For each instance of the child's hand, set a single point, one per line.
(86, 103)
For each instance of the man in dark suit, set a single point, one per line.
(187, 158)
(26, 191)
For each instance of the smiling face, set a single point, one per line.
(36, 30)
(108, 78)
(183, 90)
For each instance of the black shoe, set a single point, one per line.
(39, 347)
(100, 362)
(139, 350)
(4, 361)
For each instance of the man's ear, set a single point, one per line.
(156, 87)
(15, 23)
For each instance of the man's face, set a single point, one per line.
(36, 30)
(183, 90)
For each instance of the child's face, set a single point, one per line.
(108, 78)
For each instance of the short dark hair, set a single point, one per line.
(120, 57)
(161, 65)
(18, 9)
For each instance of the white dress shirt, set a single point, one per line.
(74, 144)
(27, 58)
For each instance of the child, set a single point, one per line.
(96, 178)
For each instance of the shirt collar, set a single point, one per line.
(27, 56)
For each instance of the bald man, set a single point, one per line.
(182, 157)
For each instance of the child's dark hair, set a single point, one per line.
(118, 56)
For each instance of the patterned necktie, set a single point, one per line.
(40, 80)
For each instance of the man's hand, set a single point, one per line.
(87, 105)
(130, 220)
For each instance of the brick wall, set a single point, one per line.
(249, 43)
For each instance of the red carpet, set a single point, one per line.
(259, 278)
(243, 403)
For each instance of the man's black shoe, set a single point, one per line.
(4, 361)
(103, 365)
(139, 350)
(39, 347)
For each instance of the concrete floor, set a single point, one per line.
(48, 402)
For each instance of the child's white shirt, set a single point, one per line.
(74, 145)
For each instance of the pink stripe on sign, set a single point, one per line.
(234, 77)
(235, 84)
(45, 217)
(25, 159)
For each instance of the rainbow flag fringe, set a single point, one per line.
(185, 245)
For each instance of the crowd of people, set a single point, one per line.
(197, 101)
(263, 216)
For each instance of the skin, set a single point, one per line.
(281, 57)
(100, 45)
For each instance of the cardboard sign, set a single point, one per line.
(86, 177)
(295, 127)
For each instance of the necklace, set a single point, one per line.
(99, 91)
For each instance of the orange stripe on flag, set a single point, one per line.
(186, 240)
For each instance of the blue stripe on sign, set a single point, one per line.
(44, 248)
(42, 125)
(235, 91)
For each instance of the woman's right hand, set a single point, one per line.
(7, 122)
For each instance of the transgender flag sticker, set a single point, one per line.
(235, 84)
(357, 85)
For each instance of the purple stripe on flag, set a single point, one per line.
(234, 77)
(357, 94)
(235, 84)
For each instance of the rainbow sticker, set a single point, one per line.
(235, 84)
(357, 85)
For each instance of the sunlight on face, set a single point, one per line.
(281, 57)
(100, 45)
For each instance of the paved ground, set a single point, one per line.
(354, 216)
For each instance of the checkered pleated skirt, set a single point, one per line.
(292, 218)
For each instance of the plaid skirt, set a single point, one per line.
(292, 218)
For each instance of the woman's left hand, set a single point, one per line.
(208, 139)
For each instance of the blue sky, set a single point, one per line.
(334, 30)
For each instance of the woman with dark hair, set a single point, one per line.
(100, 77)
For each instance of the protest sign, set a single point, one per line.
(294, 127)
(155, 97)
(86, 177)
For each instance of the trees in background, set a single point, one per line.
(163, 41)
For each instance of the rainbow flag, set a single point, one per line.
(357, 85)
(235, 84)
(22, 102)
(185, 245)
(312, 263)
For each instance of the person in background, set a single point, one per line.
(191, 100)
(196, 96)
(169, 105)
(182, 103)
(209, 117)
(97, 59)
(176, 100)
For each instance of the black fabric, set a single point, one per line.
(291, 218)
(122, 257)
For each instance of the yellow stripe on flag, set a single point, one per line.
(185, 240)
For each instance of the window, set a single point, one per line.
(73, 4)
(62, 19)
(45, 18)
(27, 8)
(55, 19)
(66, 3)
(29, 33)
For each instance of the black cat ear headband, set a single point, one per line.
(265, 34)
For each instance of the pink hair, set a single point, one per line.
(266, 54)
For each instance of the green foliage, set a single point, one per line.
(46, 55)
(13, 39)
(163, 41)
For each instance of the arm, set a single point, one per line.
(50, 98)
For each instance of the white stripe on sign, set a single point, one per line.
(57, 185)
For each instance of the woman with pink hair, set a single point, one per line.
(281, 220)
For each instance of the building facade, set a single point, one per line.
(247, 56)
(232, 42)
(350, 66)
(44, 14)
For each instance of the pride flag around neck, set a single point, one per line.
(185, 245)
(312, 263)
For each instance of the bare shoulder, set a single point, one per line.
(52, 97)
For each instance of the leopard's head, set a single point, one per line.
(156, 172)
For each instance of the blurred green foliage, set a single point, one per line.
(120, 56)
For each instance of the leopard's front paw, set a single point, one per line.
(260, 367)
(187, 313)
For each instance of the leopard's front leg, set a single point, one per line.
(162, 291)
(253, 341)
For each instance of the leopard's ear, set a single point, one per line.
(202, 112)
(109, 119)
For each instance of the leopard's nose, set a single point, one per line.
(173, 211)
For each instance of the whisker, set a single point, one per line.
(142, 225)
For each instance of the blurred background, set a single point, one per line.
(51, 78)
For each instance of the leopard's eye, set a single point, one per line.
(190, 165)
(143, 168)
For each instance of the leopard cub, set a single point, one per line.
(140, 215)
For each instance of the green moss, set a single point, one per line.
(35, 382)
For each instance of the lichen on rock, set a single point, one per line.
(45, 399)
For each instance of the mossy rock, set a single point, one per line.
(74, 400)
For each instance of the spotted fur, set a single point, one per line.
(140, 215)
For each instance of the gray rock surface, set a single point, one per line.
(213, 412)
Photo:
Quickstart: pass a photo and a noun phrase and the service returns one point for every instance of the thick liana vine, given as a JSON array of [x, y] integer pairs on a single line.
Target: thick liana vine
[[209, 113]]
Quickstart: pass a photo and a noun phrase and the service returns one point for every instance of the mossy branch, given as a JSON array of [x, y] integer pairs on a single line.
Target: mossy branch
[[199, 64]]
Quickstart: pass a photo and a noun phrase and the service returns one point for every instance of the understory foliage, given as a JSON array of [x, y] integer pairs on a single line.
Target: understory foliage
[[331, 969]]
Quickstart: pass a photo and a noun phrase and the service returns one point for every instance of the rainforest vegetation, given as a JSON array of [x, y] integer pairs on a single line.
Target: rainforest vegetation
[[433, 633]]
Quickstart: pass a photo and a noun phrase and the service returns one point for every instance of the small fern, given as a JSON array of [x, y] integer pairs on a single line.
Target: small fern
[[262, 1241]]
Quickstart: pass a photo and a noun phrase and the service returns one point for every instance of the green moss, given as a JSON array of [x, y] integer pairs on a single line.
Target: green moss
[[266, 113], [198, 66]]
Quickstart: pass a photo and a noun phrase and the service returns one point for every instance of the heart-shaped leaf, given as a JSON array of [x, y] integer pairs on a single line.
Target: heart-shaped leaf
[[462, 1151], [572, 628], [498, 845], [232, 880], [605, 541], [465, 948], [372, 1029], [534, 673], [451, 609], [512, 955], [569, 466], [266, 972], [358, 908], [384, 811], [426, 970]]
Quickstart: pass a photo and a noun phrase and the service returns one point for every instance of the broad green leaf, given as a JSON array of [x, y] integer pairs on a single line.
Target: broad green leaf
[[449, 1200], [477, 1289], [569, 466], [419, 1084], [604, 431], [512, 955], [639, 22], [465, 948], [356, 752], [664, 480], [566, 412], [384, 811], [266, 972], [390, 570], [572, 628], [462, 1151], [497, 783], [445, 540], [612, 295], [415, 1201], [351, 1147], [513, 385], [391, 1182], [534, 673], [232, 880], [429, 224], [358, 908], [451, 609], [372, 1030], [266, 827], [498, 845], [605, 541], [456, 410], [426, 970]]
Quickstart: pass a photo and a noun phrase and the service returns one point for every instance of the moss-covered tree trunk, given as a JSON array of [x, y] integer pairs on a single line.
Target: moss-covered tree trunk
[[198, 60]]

_Activity_
Every line above should be reproduced precisely.

_Solution to this exercise_
For each instance of the child's hand, set a single point, one per line.
(86, 103)
For each instance of the man in dark suit, set a single point, one per line.
(187, 158)
(26, 191)
For each instance of the smiling face, set a single point, one per line.
(36, 30)
(108, 78)
(183, 90)
For each instance of the black shoe, set a single point, one per line.
(39, 347)
(100, 362)
(139, 350)
(4, 361)
For each instance of the man's ear, set a single point, one per line.
(156, 87)
(15, 23)
For each instance of the man's face, set a single point, one per line.
(36, 30)
(183, 90)
For each instance of the child's face, set a single point, one per line.
(108, 78)
For each instance of the short dark hair, set a single point, one per line.
(120, 57)
(161, 65)
(18, 9)
For each instance of the white dress shirt, set a single point, one per line.
(74, 144)
(27, 58)
For each instance of the child, set a single point, one per line.
(96, 178)
For each instance of the shirt collar, set a single point, one per line.
(27, 56)
For each instance of the bald man, set a single point, one per line.
(182, 157)
For each instance of the child's dark hair, set a single point, one per line.
(118, 56)
For each instance of the patterned necktie, set a single point, one per line.
(40, 80)
For each instance of the man's hand, set a single point, one per line.
(87, 105)
(130, 220)
For each instance of the brick wall, set a single point, one per line.
(249, 43)
For each instance of the red carpet, set a single point, one per line.
(259, 278)
(243, 403)
For each instance of the man's black shoe, set a single point, one per line.
(4, 361)
(103, 365)
(139, 350)
(39, 347)
For each instance of the concrete floor, set a single point, one per line.
(48, 402)
For each instance of the child's white shirt, set a single point, one per line.
(74, 145)
For each instance of the pink stripe on sign, set a single point, one per line.
(234, 77)
(235, 84)
(45, 217)
(25, 159)
For each instance of the rainbow flag fringe, set a single point, one per line.
(185, 245)
For each instance of the crowd of people, set a single point, one per line.
(197, 101)
(263, 216)
For each instance of the skin, set a single point, one per line.
(281, 57)
(100, 45)
For each instance of the cardboard sign, set a single point, one per line.
(86, 177)
(295, 127)
For each instance of the necklace, set a single point, one per line.
(99, 91)
For each instance of the orange stripe on flag, set a single point, one per line.
(186, 240)
For each instance of the blue stripe on sign, set a single point, one per line.
(44, 248)
(42, 125)
(235, 91)
For each instance of the woman's right hand, set a single point, one per line.
(7, 122)
For each instance of the transgender flag sticker, set a single point, one per line.
(235, 84)
(357, 85)
For each instance of the purple stripe on flag, set a single point, one per line.
(234, 77)
(357, 94)
(235, 84)
For each instance of the rainbow sticker, set a single point, one per line.
(235, 84)
(357, 85)
For each instance of the sunlight on face, set a single point, one per line.
(281, 57)
(100, 45)
For each instance of the paved ground, set a single point, one per line.
(354, 216)
For each instance of the checkered pleated skirt, set a single point, one per line.
(292, 218)
For each instance of the plaid skirt, set a single point, one per line.
(292, 218)
For each instance of the woman's left hand, set a single point, one per line.
(208, 139)
For each instance of the blue sky, set a single point, one per line.
(334, 30)
For each instance of the woman with dark hair, set a single point, one per line.
(100, 77)
For each instance of the protest sign, set a single point, one per line.
(294, 127)
(155, 97)
(86, 177)
For each instance of the trees in background, set a single point, one per line.
(163, 41)
For each instance of the rainbow flag, set a single point, one per line.
(357, 85)
(235, 84)
(22, 102)
(185, 245)
(312, 263)
For each instance of the person in background, set a single point, one per line.
(191, 100)
(196, 96)
(169, 105)
(182, 103)
(209, 117)
(97, 59)
(176, 100)
For each instance of the black fabric, set a single point, one per line.
(291, 218)
(122, 257)
For each instance of the yellow stripe on flag, set a single point, one per line.
(185, 240)
For each instance of the window, set a single point, one per line.
(73, 4)
(62, 19)
(45, 18)
(27, 8)
(55, 19)
(66, 3)
(29, 33)
For each instance of the black cat ear headband, set a single point, one per line.
(265, 34)
For each instance of the pink hair, set a single point, one per line.
(266, 54)
For each instance of the green foliage, set a single point, one per line.
(46, 55)
(13, 39)
(163, 41)
For each instance of the arm, set a single point, one per line.
(50, 98)
For each instance of the white stripe on sign, set a single point, one per line.
(57, 185)
For each instance of the woman with pink hair, set a single point, one per line.
(281, 220)
For each instance of the building facade, set a single point, one per line.
(247, 56)
(232, 42)
(350, 66)
(44, 14)
For each instance of the pride flag around neck, set a single point, one per line.
(185, 245)
(312, 263)
For each instance of the bare shoulder, set a single point, one per line.
(52, 97)
For each instance of the leopard's head, set a single point, one per line.
(156, 172)
For each instance of the blurred green foliage, set a single point, one per line.
(120, 56)
For each instance of the leopard's front paw, set a single point, one per line.
(260, 367)
(187, 313)
For each instance of the leopard's front leg, set a single point, one per line.
(162, 291)
(253, 341)
For each instance of the leopard's ear, set a single point, one per line.
(202, 112)
(109, 119)
For each instance of the leopard's nose, set a single point, one per line.
(173, 211)
For each instance of the whisker, set a single point, one per line.
(142, 225)
For each instance of the blurred background, set a single point, one per line.
(51, 78)
For each instance of the leopard's eye, set a single point, one per line.
(190, 165)
(143, 168)
For each instance of the leopard cub, set a single point, one per line.
(140, 215)
For each instance of the green moss, set a single point, one per line.
(35, 382)
For each instance of the lichen on rock, set a single point, one per line.
(45, 399)
For each instance of the mossy rock, set a single point, one per line.
(74, 400)
For each instance of the spotted fur, set a single point, one per line.
(140, 215)
For each instance of the gray rock surface, set a single point, one per line.
(213, 412)
Photo:
Quickstart: pass a photo and a noun phrase and the service returns one point for every instance of the thick liana vine, given as a JSON array of [x, y] integer pairs on a single line.
Target: thick liana vine
[[209, 113]]
Quickstart: pass a photo and a noun phrase and the service returns one point for every instance of the mossy branch, given as a JSON array of [x, y] integer pairs on a single line.
Target: mossy branch
[[199, 64]]
Quickstart: pass a photo and a noun phrase and the service returns one point for every instance of the understory foliage, given as a JSON array of [x, y] integer pairs on a single line.
Target: understory foliage
[[331, 969]]
Quickstart: pass a photo and a noun phrase and the service returns one point for every instance of the rainforest vegetation, given as a JSON array of [x, y] integer pairs on a single line.
Target: rainforest vegetation
[[433, 633]]
Quickstart: pass a photo and a noun phrase and the service returns one point for every instance of the small fern, given as a JSON array of [x, y] integer pairs on a single line.
Target: small fern
[[262, 1241]]
Quickstart: pass a photo and a noun phrase and the service returns one point for every instance of the green moss, given as a JSON array of [x, y] integer pairs on a single line.
Target: green moss
[[266, 113], [198, 66]]
Quickstart: pass a photo and a noun phrase and the service returns one point for every instance of the heart-shaped leaf, given as a JSON array of [x, y] integer pairs on a single line.
Target: heart-shaped leaf
[[462, 1151], [572, 628], [498, 845], [232, 880], [605, 541], [465, 948], [372, 1029], [534, 673], [451, 609], [512, 955], [569, 466], [266, 972], [358, 908], [384, 811], [426, 970]]
Quickstart: pass a photo and a noun phrase and the service returns one point for every instance of the broad green leaf, given as a JSON array of [x, y] integer pairs on a single line.
Target: broad green leaf
[[449, 1200], [477, 1289], [569, 466], [419, 1084], [604, 431], [512, 955], [639, 22], [465, 948], [356, 752], [664, 480], [566, 412], [384, 811], [266, 972], [390, 570], [572, 628], [462, 1151], [497, 783], [445, 540], [612, 295], [415, 1201], [351, 1147], [513, 385], [391, 1182], [534, 673], [232, 880], [429, 224], [358, 908], [451, 609], [372, 1030], [266, 827], [498, 845], [605, 541], [456, 410], [426, 970]]
Quickstart: pass a photo and a noun phrase and the service returns one point for every instance of the moss-covered tree trunk, given as a JSON array of [x, y] integer pairs on a single line.
Target: moss-covered tree trunk
[[198, 60]]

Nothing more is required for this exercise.